### TEXT UNDER STUDY
# # #
• The challenges for Cosmos

    I’m writing this from a metro platform, after a conversation with astrobiology colleagues about concerns we have about Cosmos, despite our appreciation for it getting science out there… and about the challenges faced by all science communication. The thoughts below were largely spurred by that conversation.

    One of the big challenges we face is that science is an endeavor that requires great specialization. That results in a community of people that each know a tremendous amount about a tiny area of study, but usually lack an understanding of other areas of work. Our experience, to flip a common phrase, runs an inch wide but miles deep.

    This is a problem, because in the public’s eye, we are viewed as ‘scientists’ that know everything about anything having to do with science. But the truth of the matter is we are more often than not clueless about major discoveries in our own field if they are outside our specialty area.

    For example, I know a little bit about the discovery of echoes of the big bang announced earlier this week, and slightly more about the (misleadingly trumped up as a NASA-led) paper on how and why western civilization will come to an end. In both cases, I study related things, but didn’t have the experience or the time to give a sound assessment of either study. Yet I’m the one my friends and family turn to make sense of that stuff… because they know me and trust me. Whatever I say will likely advance their understanding of the subject in question, but it will also do that subject injustice.

    This is a good analogy for public science communicators. Both the public, and the television producers that bring science to our televisions, develop a level of trust and understanding of popularizers line Neil DeGrasse Tyson and Brian Cox. So that’s who they turn to when they need an explanation of something scientific. I suppose these guys (and yes, they’re mostly guys) could turn them down, but I’m not sure if that helps anyone. The producers might just turn to someone else they trust, and that person may be even less qualified. Or, absent a figure they know people will watch, the producers may scrap the segment/project altogether. Instead, these guys say yes, do a decent job representing someone else’s science, and make an error or two along the way.

    And this brings us to the major complaint scientists have about science popularizers: they implicitly take credit for work that is not theirs, and ultimately do an imperfect job explaining that work to the rest of the world. (For example, consider our complaints that cosmos incorrectly claiming it only rains on Titan). And that stings, especially when you’re talking about people that obsess over details to ensure everything we write in papers is as accurate as possible. Getting things wrong is a major, major no-no.

    But we have to see the bigger picture here. People aren’t likely to remember that it rains on Titan, but not on Pluto or Venus… they’re going to remember that it rains on some planet other then earth, and they probably find that amazing! In that context, does a correction even matter?

    So what should our approach be? We have the means for direct communication now – through Twitter and Facebook and blogs. That means we can bypass the producers, and develop our own level of trust with the world. So let’s do that. I say we leverage the wonder that the cosmos series will instill in others… and use that to advance the story beyond where the series takes it. If you know about cool stuff related to a topic on but not specifically talked about on the show, tweet our blog about it! If the show says something horribly wrong, let the world know! And when the show inspires you as it has me, give them the kudos they deserve.

    (Of to sleep now. I’ll try to add some hyperlinks and spell checking tomorrow.)
# # #
### INFORMATION SHOWN

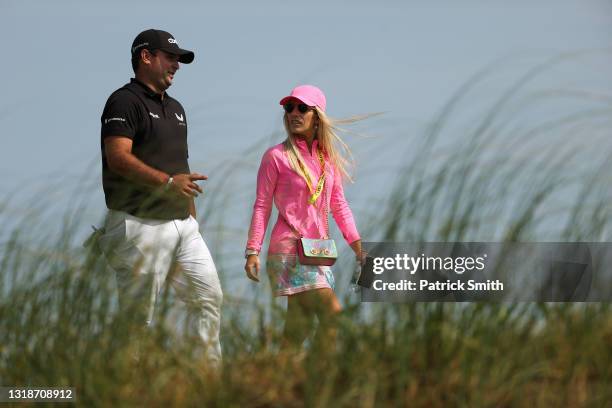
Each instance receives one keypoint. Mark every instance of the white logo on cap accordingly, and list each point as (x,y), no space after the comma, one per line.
(134,48)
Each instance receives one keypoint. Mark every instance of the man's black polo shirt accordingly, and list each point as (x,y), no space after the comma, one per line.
(158,129)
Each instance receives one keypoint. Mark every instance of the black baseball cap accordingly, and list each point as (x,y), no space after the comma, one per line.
(160,40)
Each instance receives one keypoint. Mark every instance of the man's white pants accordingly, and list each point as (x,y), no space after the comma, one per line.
(142,251)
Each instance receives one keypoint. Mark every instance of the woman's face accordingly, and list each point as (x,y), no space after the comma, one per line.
(300,123)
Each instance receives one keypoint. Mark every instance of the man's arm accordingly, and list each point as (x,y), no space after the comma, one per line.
(118,150)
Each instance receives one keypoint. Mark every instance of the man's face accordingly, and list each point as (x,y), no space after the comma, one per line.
(161,67)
# # #
### PROBLEMS TO SOLVE
(a) Using the post about Cosmos, answer these questions:
(i) Where was the writer when writing the post?
(ii) Which two science popularizers does the post name?
(iii) Through which channels does the post say scientists can now communicate directly?
(b) Summarize the post about Cosmos in two sentences.

### SOLUTIONS
(a)
(i) On a metro platform.
(ii) Neil DeGrasse Tyson and Brian Cox.
(iii) Twitter, Facebook, and blogs.

(b) Because scientists are highly specialized, the public and television producers turn to trusted popularizers to explain science outside their own fields, and those popularizers do a decent job but make errors and implicitly take credit for others' work. The writer argues that scientists should see the bigger picture and use Twitter, Facebook, and blogs to build their own trust with the world, extending the stories the series tells, correcting serious mistakes, and giving the show credit when it inspires.